Back to General and Gameplay Programming

cache friendly lock free concept?

General and Gameplay Programming Programming

Started by slicer4ever October 31, 2013 03:57 PM

40 comments, last by King Mir 10 years, 6 months ago

DoctorGlow

1,813

October 31, 2013 08:22 PM

I mark lockstate as violatile, which ensures it is usable for memory locking in this example.

This is wrong assumption. From many links about, I picked one, http://en.wikipedia.org/wiki/Volatile_variable

Quote:

Operations on volatile variables are not atomic, nor do they establish a proper happens-before relationship for threading. This is according to the relevant standards (C, C++, POSIX, WIN32),[2] and this is the matter of fact for the vast majority of current implementations. Thus, the usage of volatile keyword as a portable synchronization mechanism is discouraged by many C/C++ groups.[3][4][5]

slicer4ever

6,773

Author

October 31, 2013 08:26 PM

I mark lockstate as violatile, which ensures it is usable for memory locking in this example.

This is wrong assumption. From many links about, I picked one, http://en.wikipedia.org/wiki/Volatile_variable

Quote:

Operations on volatile variables are not atomic, nor do they establish a proper happens-before relationship for threading. This is according to the relevant standards (C, C++, POSIX, WIN32),[2] and this is the matter of fact for the vast majority of current implementations. Thus, the usage of volatile keyword as a portable synchronization mechanism is discouraged by many C/C++ groups.[3][4][5]

http://msdn.microsoft.com/en-us/library/12a04hfd%28v=vs.90%29.aspx

his allows volatile objects to be used for memory locks and releases in multithreaded applications.

> **EXTRACTED DATA**
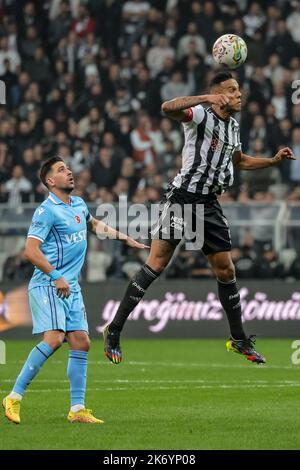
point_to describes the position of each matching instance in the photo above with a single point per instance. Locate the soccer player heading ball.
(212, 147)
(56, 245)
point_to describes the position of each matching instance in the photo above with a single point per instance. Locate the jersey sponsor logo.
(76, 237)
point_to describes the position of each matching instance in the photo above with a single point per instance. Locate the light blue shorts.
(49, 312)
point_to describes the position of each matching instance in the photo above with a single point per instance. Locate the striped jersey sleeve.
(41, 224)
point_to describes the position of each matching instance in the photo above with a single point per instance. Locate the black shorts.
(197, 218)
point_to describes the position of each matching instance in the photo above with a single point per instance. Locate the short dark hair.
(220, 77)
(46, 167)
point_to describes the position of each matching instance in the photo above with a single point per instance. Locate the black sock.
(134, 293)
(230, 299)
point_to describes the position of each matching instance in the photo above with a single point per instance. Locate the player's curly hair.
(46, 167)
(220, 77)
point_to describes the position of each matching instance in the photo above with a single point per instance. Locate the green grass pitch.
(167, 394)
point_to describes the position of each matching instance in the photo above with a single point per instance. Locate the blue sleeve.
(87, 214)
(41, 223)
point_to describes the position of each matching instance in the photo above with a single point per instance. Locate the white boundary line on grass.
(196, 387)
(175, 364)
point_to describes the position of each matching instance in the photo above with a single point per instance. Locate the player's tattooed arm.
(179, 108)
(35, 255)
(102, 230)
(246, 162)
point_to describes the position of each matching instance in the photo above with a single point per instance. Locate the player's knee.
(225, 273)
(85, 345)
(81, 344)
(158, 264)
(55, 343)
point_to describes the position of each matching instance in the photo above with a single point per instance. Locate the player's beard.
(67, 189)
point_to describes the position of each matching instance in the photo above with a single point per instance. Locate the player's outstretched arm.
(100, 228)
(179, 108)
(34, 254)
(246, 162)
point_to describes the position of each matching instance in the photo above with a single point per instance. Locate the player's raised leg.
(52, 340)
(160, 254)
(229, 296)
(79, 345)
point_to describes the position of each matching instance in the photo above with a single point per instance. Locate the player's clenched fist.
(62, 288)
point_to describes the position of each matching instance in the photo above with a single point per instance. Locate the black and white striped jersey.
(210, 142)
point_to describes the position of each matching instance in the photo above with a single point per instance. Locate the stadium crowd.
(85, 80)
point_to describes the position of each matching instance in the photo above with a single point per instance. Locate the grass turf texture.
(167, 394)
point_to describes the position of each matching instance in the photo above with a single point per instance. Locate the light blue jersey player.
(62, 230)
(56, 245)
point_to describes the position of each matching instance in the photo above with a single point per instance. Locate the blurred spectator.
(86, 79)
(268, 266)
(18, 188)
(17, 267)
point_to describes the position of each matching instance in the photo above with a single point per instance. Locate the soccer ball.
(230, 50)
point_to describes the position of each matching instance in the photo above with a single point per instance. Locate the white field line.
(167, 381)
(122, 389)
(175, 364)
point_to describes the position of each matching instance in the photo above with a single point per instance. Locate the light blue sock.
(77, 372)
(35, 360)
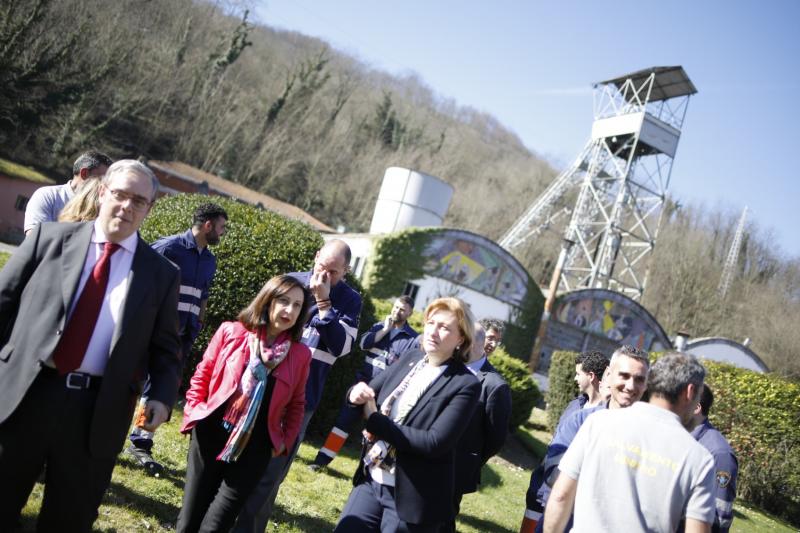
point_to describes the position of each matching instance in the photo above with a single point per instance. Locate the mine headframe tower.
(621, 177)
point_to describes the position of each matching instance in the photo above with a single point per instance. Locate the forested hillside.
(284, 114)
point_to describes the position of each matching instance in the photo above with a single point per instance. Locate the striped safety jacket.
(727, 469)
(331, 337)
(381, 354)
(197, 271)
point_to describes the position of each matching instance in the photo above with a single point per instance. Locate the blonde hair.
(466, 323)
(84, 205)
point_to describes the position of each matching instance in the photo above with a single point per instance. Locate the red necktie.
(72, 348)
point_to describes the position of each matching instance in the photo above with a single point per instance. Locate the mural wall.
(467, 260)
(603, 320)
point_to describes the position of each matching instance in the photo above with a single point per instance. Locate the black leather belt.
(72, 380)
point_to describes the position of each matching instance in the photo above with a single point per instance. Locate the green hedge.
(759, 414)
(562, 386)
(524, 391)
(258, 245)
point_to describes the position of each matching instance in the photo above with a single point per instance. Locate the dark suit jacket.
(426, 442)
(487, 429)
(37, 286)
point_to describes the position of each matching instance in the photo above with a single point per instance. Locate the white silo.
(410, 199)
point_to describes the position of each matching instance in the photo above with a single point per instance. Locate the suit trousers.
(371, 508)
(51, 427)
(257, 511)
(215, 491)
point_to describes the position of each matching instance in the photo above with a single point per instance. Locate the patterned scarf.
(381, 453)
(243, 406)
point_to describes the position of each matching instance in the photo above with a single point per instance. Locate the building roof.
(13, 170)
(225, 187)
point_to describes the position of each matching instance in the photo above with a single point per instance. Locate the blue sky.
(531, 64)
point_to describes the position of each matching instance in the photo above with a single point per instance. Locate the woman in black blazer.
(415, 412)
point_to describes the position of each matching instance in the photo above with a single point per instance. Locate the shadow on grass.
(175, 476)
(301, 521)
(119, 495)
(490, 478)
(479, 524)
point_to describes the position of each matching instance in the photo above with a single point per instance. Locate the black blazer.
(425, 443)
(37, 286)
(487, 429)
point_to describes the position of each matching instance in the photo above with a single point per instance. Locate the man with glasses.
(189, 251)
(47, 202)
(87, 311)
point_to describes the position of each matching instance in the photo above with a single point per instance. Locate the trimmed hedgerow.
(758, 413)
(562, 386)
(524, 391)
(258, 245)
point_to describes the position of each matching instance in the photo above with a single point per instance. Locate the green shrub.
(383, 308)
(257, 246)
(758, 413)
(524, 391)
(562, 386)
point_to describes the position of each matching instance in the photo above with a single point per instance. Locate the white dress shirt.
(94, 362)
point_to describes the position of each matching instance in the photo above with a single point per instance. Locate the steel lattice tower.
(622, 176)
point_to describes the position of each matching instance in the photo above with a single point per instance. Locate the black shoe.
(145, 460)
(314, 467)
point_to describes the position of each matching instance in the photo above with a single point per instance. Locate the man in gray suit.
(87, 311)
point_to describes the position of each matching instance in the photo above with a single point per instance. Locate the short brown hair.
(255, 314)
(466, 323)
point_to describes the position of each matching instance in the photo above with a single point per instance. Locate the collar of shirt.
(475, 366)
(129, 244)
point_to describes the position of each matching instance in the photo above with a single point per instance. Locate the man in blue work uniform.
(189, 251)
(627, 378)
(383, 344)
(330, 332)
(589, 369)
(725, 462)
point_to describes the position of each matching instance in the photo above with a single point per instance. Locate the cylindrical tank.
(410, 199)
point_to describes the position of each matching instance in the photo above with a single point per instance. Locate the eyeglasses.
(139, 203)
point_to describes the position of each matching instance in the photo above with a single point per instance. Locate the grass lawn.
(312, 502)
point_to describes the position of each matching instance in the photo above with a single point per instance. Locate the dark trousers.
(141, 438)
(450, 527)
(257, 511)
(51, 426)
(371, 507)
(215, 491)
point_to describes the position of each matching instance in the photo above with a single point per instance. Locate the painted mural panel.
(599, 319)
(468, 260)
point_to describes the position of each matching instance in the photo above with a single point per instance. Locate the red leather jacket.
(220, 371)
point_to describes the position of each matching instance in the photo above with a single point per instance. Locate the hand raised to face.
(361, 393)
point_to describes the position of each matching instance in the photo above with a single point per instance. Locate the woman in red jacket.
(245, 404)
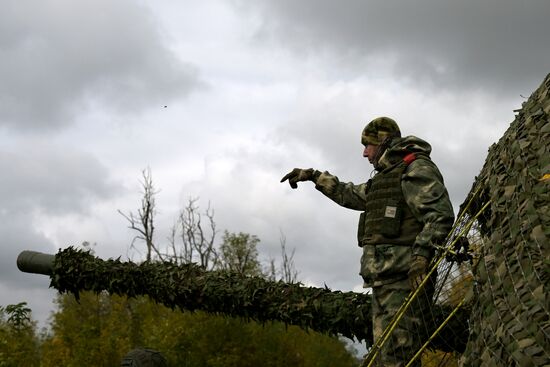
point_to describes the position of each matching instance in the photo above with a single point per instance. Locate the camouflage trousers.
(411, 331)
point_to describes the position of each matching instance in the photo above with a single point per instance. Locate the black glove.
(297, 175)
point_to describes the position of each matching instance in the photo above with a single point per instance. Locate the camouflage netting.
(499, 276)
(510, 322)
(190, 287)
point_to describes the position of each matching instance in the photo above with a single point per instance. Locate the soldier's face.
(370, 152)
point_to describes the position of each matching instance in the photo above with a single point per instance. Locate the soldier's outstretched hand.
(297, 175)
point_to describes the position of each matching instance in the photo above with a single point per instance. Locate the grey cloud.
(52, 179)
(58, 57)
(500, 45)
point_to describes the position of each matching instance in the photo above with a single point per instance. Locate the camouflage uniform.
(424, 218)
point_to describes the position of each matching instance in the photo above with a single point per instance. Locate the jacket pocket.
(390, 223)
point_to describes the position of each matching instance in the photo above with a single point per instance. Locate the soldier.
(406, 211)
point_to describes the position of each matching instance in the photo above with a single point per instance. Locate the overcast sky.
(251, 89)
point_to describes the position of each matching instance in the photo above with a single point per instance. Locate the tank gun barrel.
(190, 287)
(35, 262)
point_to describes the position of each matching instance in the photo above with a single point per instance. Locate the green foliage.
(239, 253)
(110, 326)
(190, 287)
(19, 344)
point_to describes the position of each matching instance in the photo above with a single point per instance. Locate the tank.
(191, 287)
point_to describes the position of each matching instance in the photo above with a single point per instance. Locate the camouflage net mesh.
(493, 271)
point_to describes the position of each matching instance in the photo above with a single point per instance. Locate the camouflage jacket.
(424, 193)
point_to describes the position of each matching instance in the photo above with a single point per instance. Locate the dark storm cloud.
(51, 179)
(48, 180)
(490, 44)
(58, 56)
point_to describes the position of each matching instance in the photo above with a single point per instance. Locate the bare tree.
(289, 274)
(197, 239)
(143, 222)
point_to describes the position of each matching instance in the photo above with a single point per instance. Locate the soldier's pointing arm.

> **TASKS FOR THIS EXERCISE**
a. In the forum thread on volatile variables, according to the quoted passage, by whom is the use of the volatile keyword as a portable synchronization mechanism discouraged?
b. Copy the stretch of the forum thread on volatile variables from "October 31, 2013 08:26" through "in multithreaded applications." word for word.
c. Proceed with the forum thread on volatile variables from the point at which it stops.
The records were drawn from a different source than the forum thread.

> **SET OF ANSWERS**
a. Many C/C++ groups.

b.
October 31, 2013 08:26 PM

I mark lockstate as violatile, which ensures it is usable for memory locking in this example.

This is wrong assumption. From many links about, I picked one, http://en.wikipedia.org/wiki/Volatile_variable

Quote:

Operations on volatile variables are not atomic, nor do they establish a proper happens-before relationship for threading. This is according to the relevant standards (C, C++, POSIX, WIN32),[2] and this is the matter of fact for the vast majority of current implementations. Thus, the usage of volatile keyword as a portable synchronization mechanism is discouraged by many C/C++ groups.[3][4][5]

http://msdn.microsoft.com/en-us/library/12a04hfd%28v=vs.90%29.aspx

his allows volatile objects to be used for memory locks and releases in multithreaded applications.

c.
Check out https://www.facebook.com/LiquidGames for some great games made by me on the Playstation Mobile market.

King Mir

2,506

October 31, 2013 08:29 PM

I mark lockstate as violatile, which ensures it is usable for memory locking in this example.

@King Mir, I was thinking that the swap might be suiceptable to the pointers sitting on their own cache lines, when i do the swap, and update the lock, the other thread will likely not have the swapped pointers sitting in it's cache. hmm, this is a potentially serious problem.

It needs to be atomic. You can use aquire-release semantics instead of sequential consistency, but volitile is insufficient.

Quite the opposite, you want the data on seperate cache lines. All 4 variables need to be on their own cache line. Otherwise you could have false sharing and cache thrashing. It's not a correctness problem, but it is a performance problem.

King Mir

2,506

October 31, 2013 08:35 PM

I mark lockstate as violatile, which ensures it is usable for memory locking in this example.
This is wrong assumption. From many links about, I picked one, http://en.wikipedia.org/wiki/Volatile_variable

Quote:
Operations on volatile variables are not atomic, nor do they establish a proper happens-before relationship for threading. This is according to the relevant standards (C, C++, POSIX, WIN32),%5B2%5D and this is the matter of fact for the vast majority of current implementations. Thus, the usage of volatile keyword as a portable synchronization mechanism is discouraged by many C/C++ groups.%5B3%5D %5B4%5D %5B5%5D
http://msdn.microsoft.com/en-us/library/12a04hfd(v=vs.90).aspx

his allows volatile objects to be used for memory locks and releases in multithreaded applications.

Why are you using Microsoft specific compiler extensions when a standard solution is readily available?

Matias Goldberg

9,637

October 31, 2013 10:11 PM

I mark lockstate as violatile, which ensures it is usable for memory locking in this example.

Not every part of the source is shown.